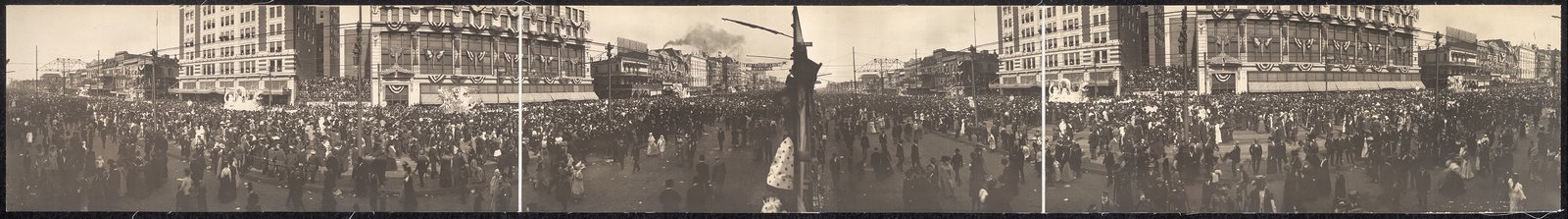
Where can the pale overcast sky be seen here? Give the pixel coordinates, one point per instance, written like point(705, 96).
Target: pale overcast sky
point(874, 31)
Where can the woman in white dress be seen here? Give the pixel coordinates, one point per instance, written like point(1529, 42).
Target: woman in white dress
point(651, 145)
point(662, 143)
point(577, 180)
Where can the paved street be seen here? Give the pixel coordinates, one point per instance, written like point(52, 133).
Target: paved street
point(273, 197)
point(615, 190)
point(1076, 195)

==

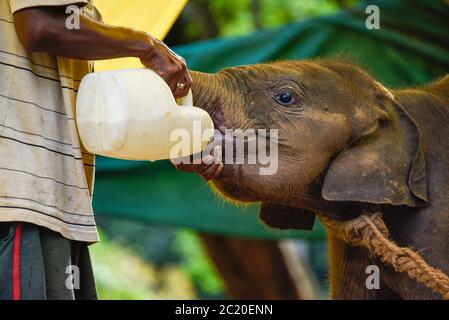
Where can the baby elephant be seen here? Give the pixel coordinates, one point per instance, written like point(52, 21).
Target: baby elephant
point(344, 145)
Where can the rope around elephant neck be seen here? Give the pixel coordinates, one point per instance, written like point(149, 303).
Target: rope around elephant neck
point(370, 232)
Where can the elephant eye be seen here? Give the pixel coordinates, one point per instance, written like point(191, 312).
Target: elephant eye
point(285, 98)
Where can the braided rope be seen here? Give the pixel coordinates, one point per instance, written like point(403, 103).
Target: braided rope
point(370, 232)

* * *

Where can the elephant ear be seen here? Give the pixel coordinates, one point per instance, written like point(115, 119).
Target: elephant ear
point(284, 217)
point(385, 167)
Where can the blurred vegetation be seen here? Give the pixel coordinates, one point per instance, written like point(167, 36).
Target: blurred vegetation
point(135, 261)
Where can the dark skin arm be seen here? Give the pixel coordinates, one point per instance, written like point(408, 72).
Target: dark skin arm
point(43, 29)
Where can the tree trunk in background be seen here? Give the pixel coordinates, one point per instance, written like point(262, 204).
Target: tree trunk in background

**CONSIGNES**
Restituez à l'identique le passage du matériel ci-dessus, depuis la ligne qui contient « Where can the blurred » jusqu'à celle qui contient « point(43, 29) », ces deux lignes comprises.

**EXERCICE CORRIGÉ**
Where can the blurred vegetation be seen here? Give the pixel coordinates, one point per instance, written like point(167, 36).
Target: blurred vegetation
point(135, 261)
Where can the dark skin arm be seen here? Give the pixel coordinates, one point per instance, written like point(408, 72).
Target: dark skin arm
point(43, 29)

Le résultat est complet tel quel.